### EXERCISE DETAILS
Continue the article about Philippe Coutinho's move to Liverpool from the point where it stops.

### READING TEXT
Until a year ago, Philippe Coutinho became an oft-quoted name every time people discussed the challenges awaiting a young Brazilian player trying to "break" Europe. He served, inevitably, as Exhibit A for how a move can backfire.
Sold to Inter Milan at the tender age of 16, the midfielder had fallen off the radar so spectacularly that he was genuinely surprised when a Premier League club came knocking. After failing to establish himself at the San Siro, Coutinho was even entertaining the thought of taking the long way back home in search of first team football. "I must admit that I didn't expect to have a club like Liverpool making a move. Let's say the offer came at a time where things weren't working out a lot for me," explains the 21 year-old in a chat with ESPN FC. Having amassed only 47 appearances for Inter since joining them in 2010, Coutinho knew he would be under scrutiny in England. Not just because Liverpool were hardly sailing smoothly, but also thanks to the hit and miss history of Brazilians in the Premiership.
"It was a massive responsibility. Liverpool are a big club with a lot of tradition and the absence of trophies in the last years certainly made things even more challenging. But they offered me a chance of a new beginning, so I didn't think twice," he recalls. A keen consumer of football when not in training or matches, Coutinho was aware that the physicality of the Prem could also accommodate players of lighter build and quick feet. A great example was a former teammate -- Chelsea's Oscar, who helped Coutinho and Brazil to the FIFA U20 World Cup title in 2011. But he also reckons that Brendan Rodgers' philosophy played a big part. "Liverpool's style helped me a lot. We play with quick touches and a lot of speed going forward. That suited me and my adaptation went faster than I expected."

### Dataset items
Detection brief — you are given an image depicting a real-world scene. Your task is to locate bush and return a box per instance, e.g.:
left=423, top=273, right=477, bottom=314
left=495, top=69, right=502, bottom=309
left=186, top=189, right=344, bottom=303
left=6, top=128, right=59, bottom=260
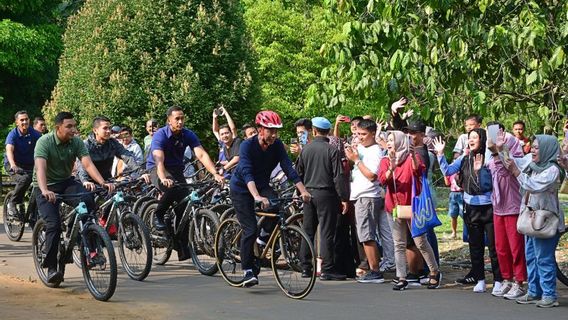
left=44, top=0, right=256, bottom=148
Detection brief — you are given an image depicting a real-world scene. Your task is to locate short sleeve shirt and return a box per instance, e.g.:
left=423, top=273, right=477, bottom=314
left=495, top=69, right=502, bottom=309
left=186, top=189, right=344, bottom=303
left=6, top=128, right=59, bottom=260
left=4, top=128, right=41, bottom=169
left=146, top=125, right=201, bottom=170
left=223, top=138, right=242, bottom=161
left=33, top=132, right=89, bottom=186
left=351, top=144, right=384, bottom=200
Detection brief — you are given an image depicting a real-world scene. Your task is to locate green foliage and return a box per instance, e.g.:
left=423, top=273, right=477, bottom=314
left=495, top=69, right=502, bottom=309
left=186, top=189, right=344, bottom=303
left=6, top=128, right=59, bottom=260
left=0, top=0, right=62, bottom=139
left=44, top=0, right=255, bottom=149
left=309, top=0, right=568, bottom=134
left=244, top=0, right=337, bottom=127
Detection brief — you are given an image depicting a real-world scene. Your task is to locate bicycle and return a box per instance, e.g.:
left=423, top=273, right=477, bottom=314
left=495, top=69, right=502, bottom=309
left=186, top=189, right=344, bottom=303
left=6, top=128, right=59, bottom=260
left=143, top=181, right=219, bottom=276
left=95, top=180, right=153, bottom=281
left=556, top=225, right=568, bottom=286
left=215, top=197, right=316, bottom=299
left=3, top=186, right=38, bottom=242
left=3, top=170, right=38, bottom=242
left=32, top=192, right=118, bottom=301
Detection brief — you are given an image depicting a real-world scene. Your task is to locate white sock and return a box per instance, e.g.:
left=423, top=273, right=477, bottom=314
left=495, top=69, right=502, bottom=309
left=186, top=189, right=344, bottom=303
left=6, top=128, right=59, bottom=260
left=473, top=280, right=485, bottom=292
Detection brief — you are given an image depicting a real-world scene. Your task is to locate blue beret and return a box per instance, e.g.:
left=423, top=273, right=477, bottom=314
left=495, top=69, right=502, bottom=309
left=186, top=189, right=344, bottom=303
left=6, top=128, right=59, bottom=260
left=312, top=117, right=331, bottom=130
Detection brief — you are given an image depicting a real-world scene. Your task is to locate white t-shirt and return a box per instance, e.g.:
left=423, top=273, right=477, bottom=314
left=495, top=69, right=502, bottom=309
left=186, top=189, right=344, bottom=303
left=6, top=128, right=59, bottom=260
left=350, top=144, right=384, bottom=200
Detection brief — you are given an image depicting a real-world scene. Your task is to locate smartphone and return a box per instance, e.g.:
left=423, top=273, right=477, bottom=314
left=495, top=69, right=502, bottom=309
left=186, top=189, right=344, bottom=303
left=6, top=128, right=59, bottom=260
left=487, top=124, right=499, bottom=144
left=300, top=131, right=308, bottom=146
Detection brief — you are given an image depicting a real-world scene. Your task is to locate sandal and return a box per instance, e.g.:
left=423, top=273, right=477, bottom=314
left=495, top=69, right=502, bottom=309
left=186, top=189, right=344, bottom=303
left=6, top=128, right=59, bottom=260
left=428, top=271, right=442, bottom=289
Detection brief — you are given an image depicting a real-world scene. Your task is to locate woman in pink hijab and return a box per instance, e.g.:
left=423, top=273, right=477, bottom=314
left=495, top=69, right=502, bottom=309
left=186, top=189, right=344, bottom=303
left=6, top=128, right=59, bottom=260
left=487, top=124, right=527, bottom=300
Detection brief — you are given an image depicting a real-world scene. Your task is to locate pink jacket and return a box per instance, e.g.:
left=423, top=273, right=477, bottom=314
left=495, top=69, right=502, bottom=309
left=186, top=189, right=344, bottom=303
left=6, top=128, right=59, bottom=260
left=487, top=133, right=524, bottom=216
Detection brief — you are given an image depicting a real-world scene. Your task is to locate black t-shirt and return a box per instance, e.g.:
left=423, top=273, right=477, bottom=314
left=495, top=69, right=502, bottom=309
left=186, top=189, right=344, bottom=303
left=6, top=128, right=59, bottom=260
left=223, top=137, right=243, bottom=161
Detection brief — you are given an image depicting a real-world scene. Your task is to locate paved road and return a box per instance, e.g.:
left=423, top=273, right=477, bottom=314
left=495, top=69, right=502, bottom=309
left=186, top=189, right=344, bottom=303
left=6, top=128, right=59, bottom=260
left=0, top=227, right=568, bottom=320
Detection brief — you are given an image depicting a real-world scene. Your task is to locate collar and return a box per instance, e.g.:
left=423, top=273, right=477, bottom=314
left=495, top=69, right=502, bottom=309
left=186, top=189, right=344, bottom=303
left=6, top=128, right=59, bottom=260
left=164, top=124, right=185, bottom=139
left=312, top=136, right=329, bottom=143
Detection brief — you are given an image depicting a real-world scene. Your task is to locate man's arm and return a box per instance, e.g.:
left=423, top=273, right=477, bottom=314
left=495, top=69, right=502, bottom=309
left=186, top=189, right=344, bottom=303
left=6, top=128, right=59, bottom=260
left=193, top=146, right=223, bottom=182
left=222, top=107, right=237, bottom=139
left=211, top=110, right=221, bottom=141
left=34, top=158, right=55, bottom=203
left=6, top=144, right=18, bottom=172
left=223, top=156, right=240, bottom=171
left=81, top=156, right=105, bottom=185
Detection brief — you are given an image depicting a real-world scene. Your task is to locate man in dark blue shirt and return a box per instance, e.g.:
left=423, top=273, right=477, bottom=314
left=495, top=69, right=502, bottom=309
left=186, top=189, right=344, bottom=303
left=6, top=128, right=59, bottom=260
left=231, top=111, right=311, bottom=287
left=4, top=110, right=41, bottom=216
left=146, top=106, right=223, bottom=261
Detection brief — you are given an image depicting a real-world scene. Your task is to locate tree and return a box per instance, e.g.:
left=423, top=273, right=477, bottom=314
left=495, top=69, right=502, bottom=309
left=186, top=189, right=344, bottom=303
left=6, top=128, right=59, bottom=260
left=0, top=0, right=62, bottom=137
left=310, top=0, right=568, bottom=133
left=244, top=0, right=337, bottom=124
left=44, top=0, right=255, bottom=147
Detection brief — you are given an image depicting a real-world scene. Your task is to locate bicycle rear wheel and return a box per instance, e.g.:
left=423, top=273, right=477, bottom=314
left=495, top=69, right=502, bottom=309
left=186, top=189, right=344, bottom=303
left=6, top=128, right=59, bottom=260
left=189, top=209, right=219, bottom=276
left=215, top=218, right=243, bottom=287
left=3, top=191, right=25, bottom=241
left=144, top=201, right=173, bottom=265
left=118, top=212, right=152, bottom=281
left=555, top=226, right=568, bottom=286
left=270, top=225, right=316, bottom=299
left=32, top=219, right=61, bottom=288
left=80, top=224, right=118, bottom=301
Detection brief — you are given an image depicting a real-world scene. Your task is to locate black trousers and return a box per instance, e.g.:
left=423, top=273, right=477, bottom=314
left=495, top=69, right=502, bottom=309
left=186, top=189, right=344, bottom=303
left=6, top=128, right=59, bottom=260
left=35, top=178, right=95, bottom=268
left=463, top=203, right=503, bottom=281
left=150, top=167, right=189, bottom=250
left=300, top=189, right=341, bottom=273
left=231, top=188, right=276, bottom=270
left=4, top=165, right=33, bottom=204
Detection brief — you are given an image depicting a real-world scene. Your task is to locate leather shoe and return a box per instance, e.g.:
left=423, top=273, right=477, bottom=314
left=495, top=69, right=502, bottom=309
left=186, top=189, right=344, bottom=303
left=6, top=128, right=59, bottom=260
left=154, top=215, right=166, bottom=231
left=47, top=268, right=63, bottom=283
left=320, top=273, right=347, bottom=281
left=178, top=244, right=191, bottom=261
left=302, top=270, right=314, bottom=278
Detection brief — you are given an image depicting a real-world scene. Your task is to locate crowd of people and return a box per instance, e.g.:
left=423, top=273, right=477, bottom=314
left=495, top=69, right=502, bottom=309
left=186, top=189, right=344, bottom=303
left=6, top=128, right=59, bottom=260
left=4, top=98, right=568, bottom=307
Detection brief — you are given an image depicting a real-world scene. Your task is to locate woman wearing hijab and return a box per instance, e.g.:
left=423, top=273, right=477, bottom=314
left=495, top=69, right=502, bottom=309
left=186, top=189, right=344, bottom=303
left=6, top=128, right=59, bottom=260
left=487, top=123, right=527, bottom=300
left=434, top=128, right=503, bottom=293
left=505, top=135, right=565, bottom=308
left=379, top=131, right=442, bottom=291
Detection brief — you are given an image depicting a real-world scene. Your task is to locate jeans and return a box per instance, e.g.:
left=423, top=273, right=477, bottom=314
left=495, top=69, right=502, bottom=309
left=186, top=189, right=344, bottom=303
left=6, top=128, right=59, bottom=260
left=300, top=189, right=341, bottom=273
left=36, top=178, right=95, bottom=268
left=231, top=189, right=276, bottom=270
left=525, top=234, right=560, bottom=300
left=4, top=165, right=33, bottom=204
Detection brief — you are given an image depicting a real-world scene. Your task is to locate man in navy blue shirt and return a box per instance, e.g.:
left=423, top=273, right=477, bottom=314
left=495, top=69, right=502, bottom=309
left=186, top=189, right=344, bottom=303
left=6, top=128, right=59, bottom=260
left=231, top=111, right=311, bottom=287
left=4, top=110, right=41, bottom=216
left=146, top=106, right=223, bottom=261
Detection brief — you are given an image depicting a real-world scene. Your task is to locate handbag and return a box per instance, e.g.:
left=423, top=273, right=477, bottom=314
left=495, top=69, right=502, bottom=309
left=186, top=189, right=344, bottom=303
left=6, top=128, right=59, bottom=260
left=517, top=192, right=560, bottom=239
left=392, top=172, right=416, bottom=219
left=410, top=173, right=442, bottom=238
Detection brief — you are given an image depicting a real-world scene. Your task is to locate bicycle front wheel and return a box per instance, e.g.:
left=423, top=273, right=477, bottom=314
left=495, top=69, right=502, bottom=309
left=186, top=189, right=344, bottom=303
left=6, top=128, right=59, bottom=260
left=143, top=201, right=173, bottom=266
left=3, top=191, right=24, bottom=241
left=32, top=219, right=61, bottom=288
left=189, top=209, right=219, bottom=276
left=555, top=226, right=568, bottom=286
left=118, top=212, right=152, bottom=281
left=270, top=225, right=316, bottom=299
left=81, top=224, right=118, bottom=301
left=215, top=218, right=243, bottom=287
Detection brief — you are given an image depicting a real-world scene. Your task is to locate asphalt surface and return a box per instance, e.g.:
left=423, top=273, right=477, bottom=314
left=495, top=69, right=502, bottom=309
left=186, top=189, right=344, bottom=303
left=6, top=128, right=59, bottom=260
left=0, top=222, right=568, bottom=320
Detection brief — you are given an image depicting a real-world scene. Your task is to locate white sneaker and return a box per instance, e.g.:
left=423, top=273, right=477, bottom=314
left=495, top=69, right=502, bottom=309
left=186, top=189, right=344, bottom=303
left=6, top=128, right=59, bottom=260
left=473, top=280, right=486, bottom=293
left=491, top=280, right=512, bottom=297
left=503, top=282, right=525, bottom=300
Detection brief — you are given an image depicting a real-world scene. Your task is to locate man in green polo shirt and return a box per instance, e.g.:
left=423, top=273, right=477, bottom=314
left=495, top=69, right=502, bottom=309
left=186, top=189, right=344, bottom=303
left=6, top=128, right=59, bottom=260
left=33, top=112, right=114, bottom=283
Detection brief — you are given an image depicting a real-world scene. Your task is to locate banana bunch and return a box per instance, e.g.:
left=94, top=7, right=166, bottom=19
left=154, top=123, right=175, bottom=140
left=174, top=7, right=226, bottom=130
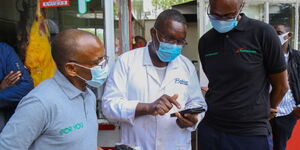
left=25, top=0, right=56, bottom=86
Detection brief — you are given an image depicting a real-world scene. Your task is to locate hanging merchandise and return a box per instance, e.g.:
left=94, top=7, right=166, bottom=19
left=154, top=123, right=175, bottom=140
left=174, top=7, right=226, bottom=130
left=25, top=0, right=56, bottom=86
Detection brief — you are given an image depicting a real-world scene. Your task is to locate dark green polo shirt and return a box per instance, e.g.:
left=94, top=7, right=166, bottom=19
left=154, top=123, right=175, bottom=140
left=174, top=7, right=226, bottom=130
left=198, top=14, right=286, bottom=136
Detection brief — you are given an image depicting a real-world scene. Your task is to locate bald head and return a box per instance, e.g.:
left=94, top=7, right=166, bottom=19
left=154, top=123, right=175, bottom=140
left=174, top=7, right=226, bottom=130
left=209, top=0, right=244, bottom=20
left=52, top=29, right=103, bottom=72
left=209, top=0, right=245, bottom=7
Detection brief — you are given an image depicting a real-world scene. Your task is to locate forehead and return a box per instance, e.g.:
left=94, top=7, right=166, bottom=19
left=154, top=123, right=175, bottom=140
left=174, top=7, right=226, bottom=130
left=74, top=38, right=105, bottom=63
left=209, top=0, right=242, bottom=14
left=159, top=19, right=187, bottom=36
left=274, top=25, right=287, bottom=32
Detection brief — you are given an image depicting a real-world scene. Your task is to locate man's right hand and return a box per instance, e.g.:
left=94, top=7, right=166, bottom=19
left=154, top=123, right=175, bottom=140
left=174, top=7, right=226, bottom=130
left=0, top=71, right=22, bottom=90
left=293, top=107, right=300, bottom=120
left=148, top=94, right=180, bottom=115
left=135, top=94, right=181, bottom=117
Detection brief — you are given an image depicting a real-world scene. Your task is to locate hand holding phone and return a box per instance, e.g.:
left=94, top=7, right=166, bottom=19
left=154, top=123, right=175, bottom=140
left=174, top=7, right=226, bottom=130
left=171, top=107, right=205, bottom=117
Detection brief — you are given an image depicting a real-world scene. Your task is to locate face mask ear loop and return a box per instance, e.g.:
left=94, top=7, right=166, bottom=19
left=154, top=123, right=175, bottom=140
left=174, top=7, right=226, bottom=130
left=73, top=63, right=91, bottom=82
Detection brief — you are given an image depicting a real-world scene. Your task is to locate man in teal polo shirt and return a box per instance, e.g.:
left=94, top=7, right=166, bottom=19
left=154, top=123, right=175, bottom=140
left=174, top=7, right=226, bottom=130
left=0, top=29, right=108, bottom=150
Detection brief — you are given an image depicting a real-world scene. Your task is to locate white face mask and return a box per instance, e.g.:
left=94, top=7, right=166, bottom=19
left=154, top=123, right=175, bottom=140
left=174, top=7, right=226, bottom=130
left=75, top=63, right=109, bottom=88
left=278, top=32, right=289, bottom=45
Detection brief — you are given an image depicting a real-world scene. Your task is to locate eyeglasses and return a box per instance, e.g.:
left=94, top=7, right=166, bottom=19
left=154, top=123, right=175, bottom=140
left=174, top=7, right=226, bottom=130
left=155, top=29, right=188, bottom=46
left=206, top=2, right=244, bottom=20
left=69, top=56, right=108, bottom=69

### ANSWER TO THE EXERCISE
Another pleasant surprise was how quickly the red side of the city of Liverpool warmed up to him. Last June, the club announced that he was outselling Kop legend Steven Gerrard in shirt sales. "It was nice to know that my work has been admired by the supporters. But I didn't stop to think too much about the shirt thing. There were bigger things occupying my mind. I had to help the club improve," he said. The Brazilian has been doing just so, giving Liverpool the touch of class that could prove priceless in the club's relentless pursuit of Champions League football. But just like fellow countryman Lucas Leiva, he is quite cautious to make predictions.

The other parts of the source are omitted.